*EXERCISE REQUIREMENTS:*
- 1) Write out the part of the commentary between "And while Moudakis" and "dealers without trials.", inclusive.
- 2) In the commentary, what is the name of the Substack where Noah Berlatsky writes?

*SOURCE:*
CSotD: A Sunset in the East
Skip to commentsIn case you missed it, the world has shifted, and, as Eliot predicted, not with a bang, but a whimper.
A bang you would have noticed, and perhaps resisted. A whimper sneaks up, and yet, once it is in place, you wonder how you could have missed it before. Or perhaps you don’t, which is why a whimper is not resisted.
After all, this phrase has been floating around for most of the past decade:
If you’ve ever wondered what you would have done in Germany in the 1930s, you’re doing it now.

For a quick explanation of Morland’s cartoon, Charlie Sykes offers a rundown under the headline Trump Just Put The Quiet Part in Writing, matching our new National Security Strategy with the warning signs we should have seen and how they have now burst upon the stage.
In Morland’s cartoon, the Wise Men of Europe are giving up following the American star, because, as Zelensky warns them, it leads only to Moscow.
De Adder reflects the shift in policy under which Trump has adopted Putin’s point of view in ending the war in Ukraine, which seems to involve Zelensky giving up the territory Russia has seized. Perhaps this should have been obvious in the White House bullying of Zelensky, but enough people passed that off as a momentary lapse of good manners that they can still be shocked to see Trump proposing a surrender.
But in retrospect — and the point is, much of American foreign policy must suddenly be seen in retrospect — the demand that NATO members increase their funding was the first rumble of a move to desert the post-WWII established concept that America and Europe would stand together.
Under the new system, Europe stands alone, and is warned that allowing non-Europeans to dwell there endangers destroying its culture, just as the United States is working to eliminate voices from its own shores that don’t reflect its approved culture. It’s not just political isolationism but a clearly-stated intention to establish ethnic purity.
As Noah Berlatsky writes on his Public Notice Substack, you don’t need a weatherman to know which way the wind blows. You only have to see the blatant, open racism of Trump’s attacks on Somalis, highlighted by his illogical connecting of a lone Afghan shooter with a major, totally unrelated immigrant group in a completely different part of the country.
The Russians are thrilled.
Sykes quotes Putin’s press secretary, Dmitri Peskov, on the new approach, “The adjustments that we see correspond in many ways to our vision,” which is extremely out-front from a country that tends to play its cards close to the vest.
And while Moudakis mocks Trump’s eagerness for awards and his appetite for flattery, Turner focuses on his obvious envy and embrace of dictators he sees as strong and decisive.
Turner centers on Putin, who is certainly at the top of that list, but it’s important to recall Trump’s admiration, for instance, for Victor Orban, his championing of convicted Brazilian leader Jair Bolsonaro and his pardoning of Honduran president and cocaine dealer Juan Orlando Hernández, the latter case being an odd conflict with his previous praise for the way China and the Philippines execute drug dealers without trials.

*GIVEN INFORMATION:*
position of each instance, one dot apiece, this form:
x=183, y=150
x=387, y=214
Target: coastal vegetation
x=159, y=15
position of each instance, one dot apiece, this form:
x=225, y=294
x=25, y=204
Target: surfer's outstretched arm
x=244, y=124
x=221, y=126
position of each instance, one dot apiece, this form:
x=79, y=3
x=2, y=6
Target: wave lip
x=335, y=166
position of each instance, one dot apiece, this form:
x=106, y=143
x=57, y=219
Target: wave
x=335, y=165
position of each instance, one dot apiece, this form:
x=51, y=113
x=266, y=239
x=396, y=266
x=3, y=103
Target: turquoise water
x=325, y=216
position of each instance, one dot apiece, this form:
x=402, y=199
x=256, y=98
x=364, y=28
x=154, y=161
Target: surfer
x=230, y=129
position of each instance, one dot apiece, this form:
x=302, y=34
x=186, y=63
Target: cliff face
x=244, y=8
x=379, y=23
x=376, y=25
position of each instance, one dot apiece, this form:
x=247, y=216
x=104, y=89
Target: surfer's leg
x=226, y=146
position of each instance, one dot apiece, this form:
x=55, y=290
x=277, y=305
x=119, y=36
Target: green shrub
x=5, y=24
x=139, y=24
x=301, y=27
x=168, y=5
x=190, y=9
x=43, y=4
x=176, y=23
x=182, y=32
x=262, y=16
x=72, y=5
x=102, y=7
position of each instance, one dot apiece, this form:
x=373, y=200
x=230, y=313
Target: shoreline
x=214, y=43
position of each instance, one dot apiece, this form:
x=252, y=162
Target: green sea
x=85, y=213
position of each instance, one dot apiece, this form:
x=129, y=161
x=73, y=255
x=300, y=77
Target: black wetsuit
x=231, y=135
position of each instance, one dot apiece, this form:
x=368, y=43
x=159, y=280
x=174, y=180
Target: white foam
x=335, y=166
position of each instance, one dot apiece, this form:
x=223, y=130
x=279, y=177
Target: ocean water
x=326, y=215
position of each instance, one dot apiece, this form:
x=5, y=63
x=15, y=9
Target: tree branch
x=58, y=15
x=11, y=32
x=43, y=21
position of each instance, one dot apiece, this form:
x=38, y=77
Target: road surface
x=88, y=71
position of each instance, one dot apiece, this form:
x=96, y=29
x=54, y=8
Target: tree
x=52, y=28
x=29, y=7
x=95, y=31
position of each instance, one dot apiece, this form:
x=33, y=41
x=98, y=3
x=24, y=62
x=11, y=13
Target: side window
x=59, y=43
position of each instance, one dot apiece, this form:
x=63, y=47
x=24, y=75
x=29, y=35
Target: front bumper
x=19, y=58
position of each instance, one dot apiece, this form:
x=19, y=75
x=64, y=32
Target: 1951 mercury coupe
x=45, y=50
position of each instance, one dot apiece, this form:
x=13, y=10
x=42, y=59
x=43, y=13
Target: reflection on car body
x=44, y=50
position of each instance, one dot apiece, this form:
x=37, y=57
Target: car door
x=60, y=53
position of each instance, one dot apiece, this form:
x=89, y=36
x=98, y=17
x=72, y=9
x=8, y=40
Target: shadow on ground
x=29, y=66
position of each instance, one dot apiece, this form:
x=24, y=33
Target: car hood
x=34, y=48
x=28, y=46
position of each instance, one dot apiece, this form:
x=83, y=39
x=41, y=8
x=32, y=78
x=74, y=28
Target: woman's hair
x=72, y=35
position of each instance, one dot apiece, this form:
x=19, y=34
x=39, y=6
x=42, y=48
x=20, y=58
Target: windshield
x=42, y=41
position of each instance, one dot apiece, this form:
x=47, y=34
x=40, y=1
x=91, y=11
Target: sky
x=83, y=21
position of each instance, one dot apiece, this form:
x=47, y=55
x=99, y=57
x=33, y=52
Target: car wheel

*OUTPUTS IN ORDER:*
- 1)
And while Moudakis mocks Trump’s eagerness for awards and his appetite for flattery, Turner focuses on his obvious envy and embrace of dictators he sees as strong and decisive.
Turner centers on Putin, who is certainly at the top of that list, but it’s important to recall Trump’s admiration, for instance, for Victor Orban, his championing of convicted Brazilian leader Jair Bolsonaro and his pardoning of Honduran president and cocaine dealer Juan Orlando Hernández, the latter case being an odd conflict with his previous praise for the way China and the Philippines execute drug dealers without trials.

- 2) Public Notice